This week, the American Society of Addiction Medicine (ASAM) will release the new edition of ASAM’s criteria: “The ASAM Criteria – Treatment Criteria for Addictive, Substance-Related, and Co-Occurring Conditions.” As Chief Editor, I am especially excited as October 24, 2013 culminates over two years of direct work on the new edition. (It has been 12 years since the last edition of ASAM’s criteria.)
For those of you familiar with The ASAM Criteria, you’ll be pleasantly surprised once you get your hands on the new manual. It is attractive, user-friendly and leaps and bounds ahead of previous editions. There is new content and it helps you apply the criteria in a variety of clinical settings and for different populations.
Both for long-time Criteria users and for readers who do not know The ASAM Criteria, here are highlights of what you will see in the new edition. (There is also more information about what’s new in this year’s May 2013 edition of Tips and Topics.)
TIP 1
Expand your knowledge about multidimensional assessment and the levels of care.
*Changes in Dimension 1, Acute Intoxication and/or Withdrawal Potential
Instead of detoxification services, the new edition now refers to withdrawal management services. This is because the liver “detoxifies” but clinicians “manage withdrawal.”
This isn’t just playing with words. There are good reasons to think about managing a patient’s withdrawal rather than just “detoxifying” the patient.
Common Case Scenario
*Level 1, Outpatient Services
Outpatient services are often used as the entry point at the beginning of recovery, or a brief “aftercare” level for people who have “graduated” from intensive addiction treatment. In the new edition, we emphasize that addiction is a chronic illness, and many clients need ongoing disease management in Level 1 – indefinitely.
*Level 3, Residential Services
This level is fundamentally the same in the new edition of The ASAM Criteria, but there are 2 levels worth highlighting. One is Level 3.1, and its difference from the other residential levels; and the other is Level 3.3 with its new name.
Level 3.1. Clinically Managed Low Intensity Residential
Level 3.3: “Clinically Managed Population-Specific High-Intensity Residential Services“
Learn about the ASAM Criteria Dimensions
If you are not familiar with the ASAM Criteria dimensions, take a look at last month’s edition: http://changecompanies.net/tipsntopics/?s=The+ASAM+Criteria+six+dimensions
Notice the change in the numbering system
The old edition used Roman numerals.
The new edition uses regular Arabic numerals- for Levels of Care.
So Level III is now Level 3. Level IV is now Level 4 etc.
* * *
§ Prompt: From the ASAM Criteria article, extract the part that opens with the words containing "Both for long-time" and closes with "the levels of care.", copying it word for word. The items that come next have no connection to the ASAM Criteria article.

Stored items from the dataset
* * *
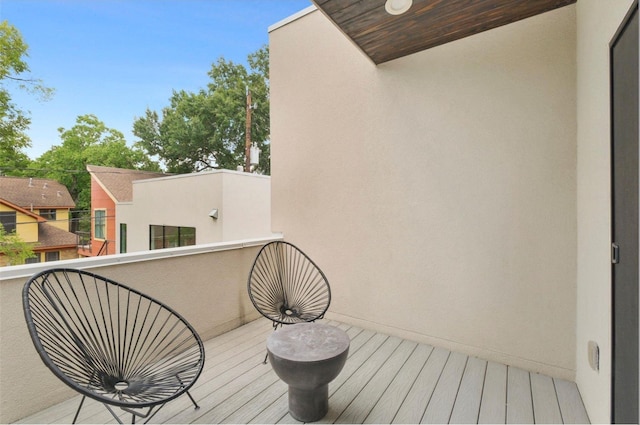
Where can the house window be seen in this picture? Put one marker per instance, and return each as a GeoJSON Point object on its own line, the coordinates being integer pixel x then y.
{"type": "Point", "coordinates": [123, 238]}
{"type": "Point", "coordinates": [49, 214]}
{"type": "Point", "coordinates": [52, 256]}
{"type": "Point", "coordinates": [8, 220]}
{"type": "Point", "coordinates": [100, 224]}
{"type": "Point", "coordinates": [171, 236]}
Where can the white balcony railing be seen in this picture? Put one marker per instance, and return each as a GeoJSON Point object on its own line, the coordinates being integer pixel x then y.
{"type": "Point", "coordinates": [204, 283]}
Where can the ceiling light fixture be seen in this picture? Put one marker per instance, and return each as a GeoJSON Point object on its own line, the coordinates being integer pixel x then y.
{"type": "Point", "coordinates": [397, 7]}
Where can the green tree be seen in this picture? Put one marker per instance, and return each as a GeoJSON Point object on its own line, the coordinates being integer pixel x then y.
{"type": "Point", "coordinates": [89, 141]}
{"type": "Point", "coordinates": [14, 248]}
{"type": "Point", "coordinates": [206, 130]}
{"type": "Point", "coordinates": [14, 122]}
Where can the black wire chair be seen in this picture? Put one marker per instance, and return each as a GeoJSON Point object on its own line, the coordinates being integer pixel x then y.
{"type": "Point", "coordinates": [110, 342]}
{"type": "Point", "coordinates": [286, 286]}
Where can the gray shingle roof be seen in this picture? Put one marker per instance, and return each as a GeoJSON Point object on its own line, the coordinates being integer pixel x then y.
{"type": "Point", "coordinates": [39, 193]}
{"type": "Point", "coordinates": [49, 236]}
{"type": "Point", "coordinates": [119, 181]}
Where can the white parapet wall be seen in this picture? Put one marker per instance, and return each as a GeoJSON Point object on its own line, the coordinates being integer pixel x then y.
{"type": "Point", "coordinates": [206, 284]}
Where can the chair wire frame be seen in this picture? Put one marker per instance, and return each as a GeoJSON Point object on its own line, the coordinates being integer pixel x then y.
{"type": "Point", "coordinates": [110, 342]}
{"type": "Point", "coordinates": [286, 286]}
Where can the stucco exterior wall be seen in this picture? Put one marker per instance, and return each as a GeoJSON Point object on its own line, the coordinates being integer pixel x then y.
{"type": "Point", "coordinates": [436, 191]}
{"type": "Point", "coordinates": [242, 200]}
{"type": "Point", "coordinates": [597, 22]}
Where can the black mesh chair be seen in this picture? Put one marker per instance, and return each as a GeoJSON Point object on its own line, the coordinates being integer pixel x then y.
{"type": "Point", "coordinates": [286, 286]}
{"type": "Point", "coordinates": [110, 342]}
* * *
§ Answer to this exercise:
Both for long-time Criteria users and for readers who do not know The ASAM Criteria, here are highlights of what you will see in the new edition. (There is also more information about what’s new in this year’s May 2013 edition of Tips and Topics.)
TIP 1
Expand your knowledge about multidimensional assessment and the levels of care.